**WORK REQUIRED:**
Repeat the lines of the records verbatim, from the line with "Could you please" to the line with "Your masks, if", both included, and no others.

(Saved data entries)
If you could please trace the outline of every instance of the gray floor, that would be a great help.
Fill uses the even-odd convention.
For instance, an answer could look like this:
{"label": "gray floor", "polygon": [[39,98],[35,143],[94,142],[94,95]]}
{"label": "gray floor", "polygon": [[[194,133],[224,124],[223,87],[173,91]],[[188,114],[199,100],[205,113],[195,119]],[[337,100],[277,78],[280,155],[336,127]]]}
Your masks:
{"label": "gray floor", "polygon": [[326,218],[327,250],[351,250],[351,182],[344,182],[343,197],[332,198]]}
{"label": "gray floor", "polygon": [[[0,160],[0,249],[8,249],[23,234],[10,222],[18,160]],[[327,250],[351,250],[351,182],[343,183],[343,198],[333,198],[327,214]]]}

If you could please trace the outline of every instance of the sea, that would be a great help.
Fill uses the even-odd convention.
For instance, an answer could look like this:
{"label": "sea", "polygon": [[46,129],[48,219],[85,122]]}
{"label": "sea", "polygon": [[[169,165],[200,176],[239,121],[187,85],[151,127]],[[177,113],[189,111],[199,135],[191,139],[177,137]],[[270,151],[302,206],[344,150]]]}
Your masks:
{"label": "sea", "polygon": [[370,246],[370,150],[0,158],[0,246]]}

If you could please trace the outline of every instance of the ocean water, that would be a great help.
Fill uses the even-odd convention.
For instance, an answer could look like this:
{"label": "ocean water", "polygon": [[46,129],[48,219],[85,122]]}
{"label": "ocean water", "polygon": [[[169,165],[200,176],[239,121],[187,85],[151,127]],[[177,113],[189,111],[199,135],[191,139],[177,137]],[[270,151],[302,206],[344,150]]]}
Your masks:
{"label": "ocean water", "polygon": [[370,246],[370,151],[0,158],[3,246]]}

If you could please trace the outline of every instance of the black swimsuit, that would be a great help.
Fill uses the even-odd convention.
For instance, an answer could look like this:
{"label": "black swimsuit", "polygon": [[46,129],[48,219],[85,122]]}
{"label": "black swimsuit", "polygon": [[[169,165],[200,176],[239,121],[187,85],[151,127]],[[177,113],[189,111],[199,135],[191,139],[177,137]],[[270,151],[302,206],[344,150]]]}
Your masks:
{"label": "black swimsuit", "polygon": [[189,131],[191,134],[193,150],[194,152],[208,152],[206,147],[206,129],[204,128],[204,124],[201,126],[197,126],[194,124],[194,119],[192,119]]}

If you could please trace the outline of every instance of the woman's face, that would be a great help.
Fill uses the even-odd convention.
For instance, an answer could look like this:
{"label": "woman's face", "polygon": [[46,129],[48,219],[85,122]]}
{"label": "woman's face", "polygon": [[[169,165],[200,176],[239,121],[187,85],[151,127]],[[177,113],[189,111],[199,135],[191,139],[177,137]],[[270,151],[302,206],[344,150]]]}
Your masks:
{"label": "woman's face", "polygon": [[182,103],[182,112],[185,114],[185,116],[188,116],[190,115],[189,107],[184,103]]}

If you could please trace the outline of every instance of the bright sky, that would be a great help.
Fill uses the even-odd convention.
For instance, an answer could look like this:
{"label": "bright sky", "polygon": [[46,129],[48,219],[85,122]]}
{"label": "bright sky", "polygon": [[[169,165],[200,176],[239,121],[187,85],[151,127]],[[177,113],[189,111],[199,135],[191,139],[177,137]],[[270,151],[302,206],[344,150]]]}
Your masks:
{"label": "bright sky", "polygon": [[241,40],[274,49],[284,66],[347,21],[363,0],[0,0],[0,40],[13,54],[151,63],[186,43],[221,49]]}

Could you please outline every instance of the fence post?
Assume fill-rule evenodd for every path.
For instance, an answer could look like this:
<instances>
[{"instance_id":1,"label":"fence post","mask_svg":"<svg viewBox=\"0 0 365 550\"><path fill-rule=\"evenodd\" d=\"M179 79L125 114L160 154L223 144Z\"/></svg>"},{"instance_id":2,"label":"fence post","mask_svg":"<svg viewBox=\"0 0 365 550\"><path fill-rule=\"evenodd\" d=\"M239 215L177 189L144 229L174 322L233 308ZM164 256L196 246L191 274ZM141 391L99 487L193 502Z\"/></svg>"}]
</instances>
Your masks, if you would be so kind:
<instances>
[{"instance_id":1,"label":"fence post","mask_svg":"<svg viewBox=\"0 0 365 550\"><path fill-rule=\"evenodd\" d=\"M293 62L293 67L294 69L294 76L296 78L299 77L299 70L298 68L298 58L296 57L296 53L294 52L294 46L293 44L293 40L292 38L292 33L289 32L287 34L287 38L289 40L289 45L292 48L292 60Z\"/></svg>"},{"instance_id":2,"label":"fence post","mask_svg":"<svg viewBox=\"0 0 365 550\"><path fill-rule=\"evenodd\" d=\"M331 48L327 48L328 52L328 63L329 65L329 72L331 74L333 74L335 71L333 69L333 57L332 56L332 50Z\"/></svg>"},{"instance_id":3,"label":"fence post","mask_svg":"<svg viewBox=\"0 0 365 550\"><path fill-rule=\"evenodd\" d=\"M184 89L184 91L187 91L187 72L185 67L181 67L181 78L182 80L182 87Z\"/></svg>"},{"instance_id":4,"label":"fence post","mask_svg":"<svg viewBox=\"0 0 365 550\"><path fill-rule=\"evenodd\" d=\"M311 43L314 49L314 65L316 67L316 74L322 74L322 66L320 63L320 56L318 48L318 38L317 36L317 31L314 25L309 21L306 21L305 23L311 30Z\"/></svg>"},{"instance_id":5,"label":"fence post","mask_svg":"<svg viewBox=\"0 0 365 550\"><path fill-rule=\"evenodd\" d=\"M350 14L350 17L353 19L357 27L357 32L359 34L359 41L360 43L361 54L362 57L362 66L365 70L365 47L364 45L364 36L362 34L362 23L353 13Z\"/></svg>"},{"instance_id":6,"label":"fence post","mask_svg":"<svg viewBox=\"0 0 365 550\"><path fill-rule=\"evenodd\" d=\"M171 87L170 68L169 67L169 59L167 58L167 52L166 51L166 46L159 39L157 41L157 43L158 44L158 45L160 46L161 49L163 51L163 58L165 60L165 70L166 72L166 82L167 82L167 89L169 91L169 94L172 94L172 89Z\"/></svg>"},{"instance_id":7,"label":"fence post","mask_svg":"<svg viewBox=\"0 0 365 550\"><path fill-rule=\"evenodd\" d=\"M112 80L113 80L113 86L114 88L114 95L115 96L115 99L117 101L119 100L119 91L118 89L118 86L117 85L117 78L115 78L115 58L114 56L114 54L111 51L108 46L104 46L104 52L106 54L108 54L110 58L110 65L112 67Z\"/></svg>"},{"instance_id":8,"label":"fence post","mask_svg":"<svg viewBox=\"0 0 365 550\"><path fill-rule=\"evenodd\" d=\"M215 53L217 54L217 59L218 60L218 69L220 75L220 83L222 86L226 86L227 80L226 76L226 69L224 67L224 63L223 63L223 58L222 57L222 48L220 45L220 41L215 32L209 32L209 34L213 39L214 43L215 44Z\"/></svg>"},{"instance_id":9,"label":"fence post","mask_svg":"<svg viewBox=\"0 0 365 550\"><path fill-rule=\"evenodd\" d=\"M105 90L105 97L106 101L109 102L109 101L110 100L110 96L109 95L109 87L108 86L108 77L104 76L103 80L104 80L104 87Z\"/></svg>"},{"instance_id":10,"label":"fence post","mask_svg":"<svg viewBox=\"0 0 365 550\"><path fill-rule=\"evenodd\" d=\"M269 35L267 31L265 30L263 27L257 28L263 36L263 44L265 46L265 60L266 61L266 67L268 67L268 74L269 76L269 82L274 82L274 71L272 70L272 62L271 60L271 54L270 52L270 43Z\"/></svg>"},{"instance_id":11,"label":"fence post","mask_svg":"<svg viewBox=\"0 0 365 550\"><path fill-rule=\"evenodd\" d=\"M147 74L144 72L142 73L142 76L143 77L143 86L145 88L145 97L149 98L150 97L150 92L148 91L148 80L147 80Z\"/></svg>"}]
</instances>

**ANSWER TO THE EXERCISE:**
Could you please outline every instance of the fence post?
Assume fill-rule evenodd for every path.
For instance, an answer could look like this:
<instances>
[{"instance_id":1,"label":"fence post","mask_svg":"<svg viewBox=\"0 0 365 550\"><path fill-rule=\"evenodd\" d=\"M179 79L125 114L160 154L223 144Z\"/></svg>"},{"instance_id":2,"label":"fence post","mask_svg":"<svg viewBox=\"0 0 365 550\"><path fill-rule=\"evenodd\" d=\"M239 215L177 189L144 229L174 322L233 308ZM164 256L196 246L191 274ZM141 391L99 487L193 502Z\"/></svg>"}]
</instances>
Your masks, if you would be so kind:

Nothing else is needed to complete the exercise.